-- MATERIAL PROVIDED --
┌──
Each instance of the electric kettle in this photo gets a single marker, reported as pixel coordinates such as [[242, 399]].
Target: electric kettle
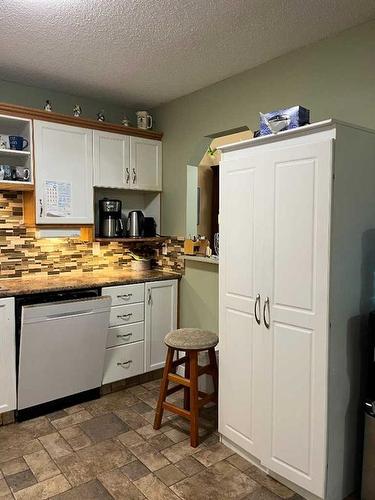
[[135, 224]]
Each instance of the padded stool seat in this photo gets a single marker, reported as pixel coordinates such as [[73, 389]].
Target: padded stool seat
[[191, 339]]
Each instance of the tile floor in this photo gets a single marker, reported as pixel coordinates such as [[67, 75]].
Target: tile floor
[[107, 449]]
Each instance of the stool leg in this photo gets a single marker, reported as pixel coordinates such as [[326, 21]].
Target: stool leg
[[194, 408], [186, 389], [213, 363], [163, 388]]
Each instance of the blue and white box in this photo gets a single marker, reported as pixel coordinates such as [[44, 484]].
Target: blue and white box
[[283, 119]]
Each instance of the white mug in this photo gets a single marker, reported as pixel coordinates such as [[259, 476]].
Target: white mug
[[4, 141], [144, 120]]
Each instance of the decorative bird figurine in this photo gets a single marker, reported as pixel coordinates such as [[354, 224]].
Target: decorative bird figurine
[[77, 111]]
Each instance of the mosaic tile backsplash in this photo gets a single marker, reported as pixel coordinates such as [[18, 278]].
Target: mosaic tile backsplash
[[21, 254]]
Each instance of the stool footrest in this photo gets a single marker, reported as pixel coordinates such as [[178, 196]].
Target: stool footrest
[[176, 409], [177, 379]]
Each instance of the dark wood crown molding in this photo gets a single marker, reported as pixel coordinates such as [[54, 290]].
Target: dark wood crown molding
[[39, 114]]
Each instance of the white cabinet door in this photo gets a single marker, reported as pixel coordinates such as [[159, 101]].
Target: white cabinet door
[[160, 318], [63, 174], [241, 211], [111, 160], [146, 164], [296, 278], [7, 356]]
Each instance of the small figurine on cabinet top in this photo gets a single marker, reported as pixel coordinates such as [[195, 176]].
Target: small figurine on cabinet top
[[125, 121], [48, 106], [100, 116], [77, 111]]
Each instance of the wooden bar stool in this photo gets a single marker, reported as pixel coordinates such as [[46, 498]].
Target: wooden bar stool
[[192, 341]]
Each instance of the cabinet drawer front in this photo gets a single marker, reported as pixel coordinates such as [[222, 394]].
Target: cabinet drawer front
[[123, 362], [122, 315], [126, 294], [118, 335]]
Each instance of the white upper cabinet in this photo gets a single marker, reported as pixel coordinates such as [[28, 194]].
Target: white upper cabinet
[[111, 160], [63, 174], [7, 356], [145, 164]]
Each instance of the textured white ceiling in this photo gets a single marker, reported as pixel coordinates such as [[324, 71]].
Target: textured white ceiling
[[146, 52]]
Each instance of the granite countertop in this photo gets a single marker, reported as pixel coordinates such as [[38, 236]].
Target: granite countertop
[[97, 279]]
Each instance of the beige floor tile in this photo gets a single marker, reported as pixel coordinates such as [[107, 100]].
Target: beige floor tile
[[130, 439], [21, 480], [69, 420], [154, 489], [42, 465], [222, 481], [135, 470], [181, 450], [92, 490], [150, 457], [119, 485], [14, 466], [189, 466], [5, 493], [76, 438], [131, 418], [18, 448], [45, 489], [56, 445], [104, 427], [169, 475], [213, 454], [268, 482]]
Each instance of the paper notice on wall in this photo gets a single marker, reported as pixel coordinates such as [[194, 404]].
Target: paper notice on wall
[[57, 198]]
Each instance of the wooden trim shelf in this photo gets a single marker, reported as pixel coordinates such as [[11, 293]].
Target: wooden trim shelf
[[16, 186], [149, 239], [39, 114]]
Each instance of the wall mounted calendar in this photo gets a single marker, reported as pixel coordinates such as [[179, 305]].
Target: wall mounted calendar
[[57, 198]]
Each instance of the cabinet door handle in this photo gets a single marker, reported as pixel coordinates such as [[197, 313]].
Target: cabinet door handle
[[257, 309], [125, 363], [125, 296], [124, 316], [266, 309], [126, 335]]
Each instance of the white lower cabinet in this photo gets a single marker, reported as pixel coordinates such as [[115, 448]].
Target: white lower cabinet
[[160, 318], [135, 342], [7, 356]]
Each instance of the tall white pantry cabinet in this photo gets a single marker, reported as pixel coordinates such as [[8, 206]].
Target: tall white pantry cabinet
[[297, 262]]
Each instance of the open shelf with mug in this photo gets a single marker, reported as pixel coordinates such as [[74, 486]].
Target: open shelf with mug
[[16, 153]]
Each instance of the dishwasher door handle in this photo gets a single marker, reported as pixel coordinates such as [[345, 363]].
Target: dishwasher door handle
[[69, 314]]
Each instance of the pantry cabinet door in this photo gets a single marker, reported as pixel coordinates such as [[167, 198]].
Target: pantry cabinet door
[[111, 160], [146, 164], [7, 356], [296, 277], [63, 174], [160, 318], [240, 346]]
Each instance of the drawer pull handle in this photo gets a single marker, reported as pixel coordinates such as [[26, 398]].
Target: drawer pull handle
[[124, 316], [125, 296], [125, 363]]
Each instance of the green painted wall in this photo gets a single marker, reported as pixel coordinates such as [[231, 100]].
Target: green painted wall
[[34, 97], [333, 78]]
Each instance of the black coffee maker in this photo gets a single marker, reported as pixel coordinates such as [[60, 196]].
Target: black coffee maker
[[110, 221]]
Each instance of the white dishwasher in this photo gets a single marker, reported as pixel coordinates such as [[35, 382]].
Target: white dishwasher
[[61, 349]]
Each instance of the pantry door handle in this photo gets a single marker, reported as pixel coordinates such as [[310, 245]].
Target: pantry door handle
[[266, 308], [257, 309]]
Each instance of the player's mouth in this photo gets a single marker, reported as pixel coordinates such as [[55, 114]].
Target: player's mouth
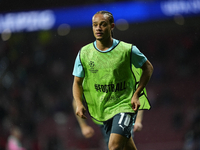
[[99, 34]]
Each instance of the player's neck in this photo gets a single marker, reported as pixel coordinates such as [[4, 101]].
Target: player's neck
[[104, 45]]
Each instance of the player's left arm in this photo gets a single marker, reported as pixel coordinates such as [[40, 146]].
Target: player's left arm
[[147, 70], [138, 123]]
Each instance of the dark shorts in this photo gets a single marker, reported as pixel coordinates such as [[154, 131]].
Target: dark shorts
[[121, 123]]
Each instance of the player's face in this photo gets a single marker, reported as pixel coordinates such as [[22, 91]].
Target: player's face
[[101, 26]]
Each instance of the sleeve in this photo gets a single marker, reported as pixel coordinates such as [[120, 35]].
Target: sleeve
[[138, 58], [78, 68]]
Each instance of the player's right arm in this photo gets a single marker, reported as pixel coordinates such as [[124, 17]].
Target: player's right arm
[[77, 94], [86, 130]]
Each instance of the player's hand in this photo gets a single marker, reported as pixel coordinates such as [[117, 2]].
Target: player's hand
└──
-- YOUR TASK --
Copy all of the items above word for word, leaving out the pictures.

-- RESULT FOR THIS EXERCISE --
Each instance of the electric kettle in this photo gets a single marker, reported as pixel coordinates such as [[242, 399]].
Target: electric kettle
[[135, 224]]
Each instance of the padded stool seat in this photo gets a single marker, reported as pixel coordinates such as [[73, 389]].
Target: padded stool seat
[[191, 339]]
Each instance of the tile floor in this photo gets a single marker, reported as pixel coordinates such as [[67, 75]].
Target: tile floor
[[107, 449]]
Each instance of the stool leg in this photo gets a single marker, reported as pixel coordinates such as [[326, 21]].
Target: stool leg
[[194, 408], [186, 389], [213, 363], [163, 388]]
Each instance of the blue and white box in this photo gets a single marker, reported as pixel coordinates such as [[44, 484]].
Target: blue and white box
[[283, 119]]
Each instance of the white mug in this photo gets a single marker, reported as pixel coordinates such as [[259, 476]].
Target: white mug
[[4, 141], [144, 120]]
Each instance of the decorative bird figurine in this photo gets a single marker, reported as pixel coordinates such as [[354, 224]].
Target: decorative bird figurine
[[77, 111]]
Each instance of the mosaic tile backsplash in this photo gets a single marker, reported as pixel coordinates such as [[18, 278]].
Target: mosaic tile backsplash
[[21, 254]]
Each instance of the stool footrest in this photo gets a single marker, reported as pixel coordinates such as [[178, 196]].
Target: stool footrest
[[176, 409], [177, 379]]
Each instance of the dark wood crown molding in this photo gets a single marker, reported as pixel coordinates such as [[54, 290]].
Target: dark wood crown molding
[[39, 114]]
Each instance of the white cabinet door in this photo gets a single marker, reported as pixel coordinates such as [[159, 101]].
Target: white cabinet door
[[160, 318], [63, 174], [241, 211], [111, 160], [146, 164], [296, 278], [7, 356]]
Each instance of the small figurine on cabinet top in this photo gets a single marker, reported as pixel coordinates such as [[195, 176]].
Target: small figurine on cabinet top
[[125, 121], [48, 106], [100, 116], [77, 111]]
Each instance of the wooden bar stool in this photo gets a single marker, reported as pixel coordinates such as [[46, 498]].
Target: wooden bar stool
[[192, 341]]
Each instance of the cabinet drawer front in this photo gets a single marker, reported as pixel coordinates such as [[222, 394]].
Target: cabinet drawer front
[[123, 362], [122, 315], [126, 294], [118, 335]]
Each instance of the white upper cabinet in this photo gets a single marker, reported as pixel coordinates such as [[28, 194]].
Target: white upper cabinet
[[111, 160], [63, 174], [7, 356], [145, 164]]
Each instance of the textured white ceiling in this photo gets a single marker, reported as pixel coordinates such as [[324, 71]].
Target: textured white ceiling
[[146, 52]]
Each instance of the granite countertop in this photo gets a single marker, reported as pixel coordinates such as [[38, 236]].
Target: granite countertop
[[97, 279]]
Each instance of the beige floor tile in this photo gets a single marker, reported as pixel coordinates such as [[107, 100]].
Target: beige floor tile
[[130, 439], [21, 480], [69, 420], [154, 489], [42, 465], [222, 481], [135, 470], [181, 450], [92, 490], [150, 457], [119, 485], [14, 466], [189, 466], [5, 493], [76, 438], [131, 418], [18, 448], [45, 489], [56, 445], [104, 427], [169, 475], [213, 454], [268, 482]]
Each instance of the paper notice on wall in this photo gets a single marker, reported as pixel coordinates such as [[194, 404]].
Target: paper notice on wall
[[57, 198]]
Each instance of the wooden trim shelf in this photo gets a single marker, reported as pixel coordinates such as [[11, 293]].
Target: wooden trim shelf
[[16, 186], [149, 239], [39, 114]]
Each instance of the wall mounted calendar in this photo gets a single marker, reported as pixel coordinates such as [[179, 305]].
Target: wall mounted calendar
[[57, 198]]
Each instance of the cabinet door handle in this photo gets a single marker, reported as pixel coordinates such as [[197, 313]].
Target: cabinet door handle
[[257, 309], [125, 363], [125, 296], [124, 316], [266, 309], [126, 335]]
Each instance of the white lower cabinet in this photo gets a single marker, reported as pixel coordinates such as [[115, 448]].
Target: white lower cabinet
[[160, 318], [135, 342], [7, 356]]
Each instance of the tall white pantry cabinet in this photo gets a single marker, reported as pixel coordinates such as [[8, 206]].
Target: tall white pantry cabinet
[[297, 262]]
Each instance of the open shelf with mug in this photo gets a single marker, reported as pixel coordinates such as [[74, 486]].
Target: open shelf with mug
[[16, 153]]
Each instance of the dishwasher door handle in this photo gets a single marker, reported as pixel coordinates such as [[345, 363]].
Target: dishwasher door handle
[[69, 314]]
Each instance of the pantry cabinet door in this photo gets a single marker, reported as pixel coordinates such as [[167, 198]].
Target: pantry cabinet door
[[111, 160], [146, 164], [7, 356], [296, 277], [63, 174], [160, 318], [240, 346]]
Each instance of the drawer pull handle in this photo gets a single marker, reported as pixel coordinates such as [[26, 398]].
Target: drawer pull handle
[[124, 316], [125, 296], [125, 363]]
Each instance of the green painted wall in this photo gets a single marker, reported as pixel coordinates such as [[231, 100]].
Target: green painted wall
[[34, 97], [333, 78]]
Each instance of the black coffee maker in this photo gets a single marker, reported as pixel coordinates such as [[60, 196]].
Target: black coffee maker
[[110, 221]]
Each instance of the white dishwasher in this photo gets a single marker, reported as pixel coordinates such as [[35, 382]].
Target: white dishwasher
[[61, 349]]
Each instance of the pantry door handle in this photo gets a single marker, reported as pixel coordinates such as [[310, 245]].
Target: pantry door handle
[[266, 308], [257, 309]]
Each instance of the player's mouth in this photo gets a single marker, reported as pixel coordinates such as [[55, 114]].
Target: player's mouth
[[99, 34]]
Each instance of the player's neck in this photo gets a single marker, reported as pixel coordinates such as [[4, 101]].
Target: player's neck
[[104, 45]]
Each instance of the player's left arm in this photo gets a single marker, reported as pixel coordinates such as [[40, 146]].
Target: player's left arm
[[147, 70], [138, 123]]
Each instance of the dark shorts in this photo gets a single marker, reported as pixel coordinates such as [[154, 131]].
Target: dark shorts
[[121, 123]]
Each instance of the player's face in this photo gets a single marker, reported as pixel coordinates such as [[22, 91]].
Target: player's face
[[101, 26]]
Each instance of the sleeve in this photo gets a single marker, reported as pixel coordinates such as [[120, 35]].
Target: sleeve
[[138, 58], [78, 68]]
Each instance of the player's right arm in this photo gets a single marker, reported as pixel coordinates such as [[124, 17]].
Target: player's right arm
[[77, 94], [86, 130]]
Each instance of the player's hand in this photo gets a single marker, reported as pixel coordinates such as [[117, 2]].
Target: player's hand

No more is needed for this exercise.